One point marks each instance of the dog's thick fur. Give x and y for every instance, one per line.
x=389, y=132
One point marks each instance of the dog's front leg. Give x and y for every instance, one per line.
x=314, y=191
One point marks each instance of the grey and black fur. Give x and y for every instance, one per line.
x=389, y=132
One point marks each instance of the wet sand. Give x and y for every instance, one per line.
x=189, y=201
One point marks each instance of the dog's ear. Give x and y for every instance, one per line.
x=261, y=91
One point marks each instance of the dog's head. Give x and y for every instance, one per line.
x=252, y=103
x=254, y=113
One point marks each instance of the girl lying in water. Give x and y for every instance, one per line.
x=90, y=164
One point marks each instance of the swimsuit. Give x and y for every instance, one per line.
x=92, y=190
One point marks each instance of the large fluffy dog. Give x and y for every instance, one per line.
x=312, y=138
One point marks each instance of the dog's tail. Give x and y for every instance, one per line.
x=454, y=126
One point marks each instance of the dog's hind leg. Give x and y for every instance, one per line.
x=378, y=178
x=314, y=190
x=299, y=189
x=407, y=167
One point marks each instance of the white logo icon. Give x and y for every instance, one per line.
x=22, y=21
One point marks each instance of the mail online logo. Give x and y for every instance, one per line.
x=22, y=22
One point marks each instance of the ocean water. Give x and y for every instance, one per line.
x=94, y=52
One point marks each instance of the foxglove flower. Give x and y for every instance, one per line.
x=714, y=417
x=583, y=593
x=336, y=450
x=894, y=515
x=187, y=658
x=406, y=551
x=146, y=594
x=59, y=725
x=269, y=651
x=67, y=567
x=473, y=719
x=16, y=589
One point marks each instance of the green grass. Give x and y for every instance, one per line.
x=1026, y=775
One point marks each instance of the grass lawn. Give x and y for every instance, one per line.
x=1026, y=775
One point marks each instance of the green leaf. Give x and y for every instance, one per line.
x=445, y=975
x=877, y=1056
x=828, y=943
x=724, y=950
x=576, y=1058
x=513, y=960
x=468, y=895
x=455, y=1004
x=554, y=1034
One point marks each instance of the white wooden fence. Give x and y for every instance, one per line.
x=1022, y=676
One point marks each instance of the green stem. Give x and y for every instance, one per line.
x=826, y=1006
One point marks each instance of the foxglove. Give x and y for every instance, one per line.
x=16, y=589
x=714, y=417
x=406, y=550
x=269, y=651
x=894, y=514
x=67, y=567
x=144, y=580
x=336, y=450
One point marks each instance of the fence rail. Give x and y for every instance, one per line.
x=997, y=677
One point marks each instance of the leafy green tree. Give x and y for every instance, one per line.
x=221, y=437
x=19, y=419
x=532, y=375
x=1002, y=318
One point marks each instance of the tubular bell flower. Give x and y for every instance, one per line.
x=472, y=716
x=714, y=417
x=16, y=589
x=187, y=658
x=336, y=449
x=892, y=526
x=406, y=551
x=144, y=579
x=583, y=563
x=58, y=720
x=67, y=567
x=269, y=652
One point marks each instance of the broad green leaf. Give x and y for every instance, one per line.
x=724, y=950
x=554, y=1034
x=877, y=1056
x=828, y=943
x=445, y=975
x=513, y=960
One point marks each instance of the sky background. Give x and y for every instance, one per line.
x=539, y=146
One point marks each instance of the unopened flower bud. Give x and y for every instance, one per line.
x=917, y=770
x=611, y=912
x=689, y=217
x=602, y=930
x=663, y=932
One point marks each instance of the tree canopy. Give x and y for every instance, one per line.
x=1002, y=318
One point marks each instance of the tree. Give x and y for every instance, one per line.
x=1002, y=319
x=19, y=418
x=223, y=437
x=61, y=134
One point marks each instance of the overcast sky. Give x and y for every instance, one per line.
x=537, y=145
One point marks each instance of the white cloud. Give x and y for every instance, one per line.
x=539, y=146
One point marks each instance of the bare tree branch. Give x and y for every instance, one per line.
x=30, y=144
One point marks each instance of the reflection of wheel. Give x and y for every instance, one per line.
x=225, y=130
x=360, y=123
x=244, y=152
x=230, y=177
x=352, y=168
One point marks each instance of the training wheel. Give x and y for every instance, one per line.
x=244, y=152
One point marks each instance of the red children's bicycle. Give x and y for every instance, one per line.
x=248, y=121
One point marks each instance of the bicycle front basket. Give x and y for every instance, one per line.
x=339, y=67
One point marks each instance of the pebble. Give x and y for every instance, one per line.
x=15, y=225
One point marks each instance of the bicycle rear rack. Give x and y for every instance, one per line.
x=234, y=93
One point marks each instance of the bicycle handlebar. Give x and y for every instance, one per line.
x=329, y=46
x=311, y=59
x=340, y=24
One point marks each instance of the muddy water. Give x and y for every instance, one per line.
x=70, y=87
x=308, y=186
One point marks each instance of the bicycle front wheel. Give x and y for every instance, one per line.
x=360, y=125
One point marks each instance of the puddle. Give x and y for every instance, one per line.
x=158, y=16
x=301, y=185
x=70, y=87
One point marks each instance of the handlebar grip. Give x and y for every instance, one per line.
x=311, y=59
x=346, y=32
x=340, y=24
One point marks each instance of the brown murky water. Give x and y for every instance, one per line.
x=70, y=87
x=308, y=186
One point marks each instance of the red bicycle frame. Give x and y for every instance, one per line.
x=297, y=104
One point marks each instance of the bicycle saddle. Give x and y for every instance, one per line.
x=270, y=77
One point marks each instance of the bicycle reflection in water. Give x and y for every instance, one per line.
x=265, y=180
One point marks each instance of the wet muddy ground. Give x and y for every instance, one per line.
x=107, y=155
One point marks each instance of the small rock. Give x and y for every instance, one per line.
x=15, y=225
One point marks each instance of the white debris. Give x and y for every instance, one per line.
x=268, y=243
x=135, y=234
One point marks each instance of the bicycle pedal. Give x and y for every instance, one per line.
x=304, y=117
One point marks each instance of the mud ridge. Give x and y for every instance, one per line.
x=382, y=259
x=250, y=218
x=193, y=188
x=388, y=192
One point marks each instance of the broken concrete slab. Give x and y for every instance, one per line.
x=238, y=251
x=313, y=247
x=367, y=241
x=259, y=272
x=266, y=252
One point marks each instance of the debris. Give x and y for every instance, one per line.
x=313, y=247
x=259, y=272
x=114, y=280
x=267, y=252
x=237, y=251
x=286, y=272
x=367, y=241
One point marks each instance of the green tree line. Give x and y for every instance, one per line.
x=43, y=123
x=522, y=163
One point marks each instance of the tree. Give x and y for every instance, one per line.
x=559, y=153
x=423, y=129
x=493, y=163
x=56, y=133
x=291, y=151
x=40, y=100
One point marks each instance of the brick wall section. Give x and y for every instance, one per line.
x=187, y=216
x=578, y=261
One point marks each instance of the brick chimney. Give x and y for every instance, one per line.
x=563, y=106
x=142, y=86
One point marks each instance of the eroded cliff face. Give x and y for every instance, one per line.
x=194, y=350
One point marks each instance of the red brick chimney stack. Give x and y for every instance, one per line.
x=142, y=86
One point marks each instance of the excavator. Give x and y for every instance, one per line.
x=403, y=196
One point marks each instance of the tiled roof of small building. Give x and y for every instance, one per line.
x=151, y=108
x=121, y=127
◆ ◆ ◆ ◆ ◆ ◆ ◆
Output the rows between the row holding "One point marks each instance of the white logo" and the row holding "x=826, y=1006", inclusive, keeping their requests, and output nothing else. In those rows, scale every x and y coordinate in the answers by 1.55 and round each result to a whole number, rounding halves up.

One point marks each instance of the white logo icon. Give x and y for every instance, one per line.
x=34, y=33
One point marks each instance of the mail online logo. Give x and y for every instance, one per line.
x=34, y=34
One point marks each instance of the ocean water. Give x and y for every instance, one per line.
x=146, y=81
One point marks each instance of the foxglove flower. Give x and y for every instance, one per line.
x=1107, y=646
x=904, y=919
x=521, y=698
x=1386, y=798
x=290, y=1020
x=629, y=854
x=226, y=921
x=91, y=1124
x=417, y=1009
x=104, y=879
x=733, y=1114
x=25, y=913
One point marks each instance of the green grass. Give x and y for every instance, one per line.
x=1590, y=1201
One point marks each instance of the grass lawn. Give x and y for every instance, one per line.
x=1590, y=1201
One point marks each instance of the green leaf. Give x and y for every instance, one per line.
x=690, y=1511
x=1359, y=1637
x=1283, y=1462
x=1122, y=1473
x=893, y=1640
x=795, y=1488
x=725, y=1387
x=705, y=1556
x=859, y=1603
One point marks each instance of the white wooden fence. Give x and y for every instance, one per line.
x=1584, y=1048
One point marks each instance of the green stem. Give x and y for every instance, one per line.
x=1280, y=1559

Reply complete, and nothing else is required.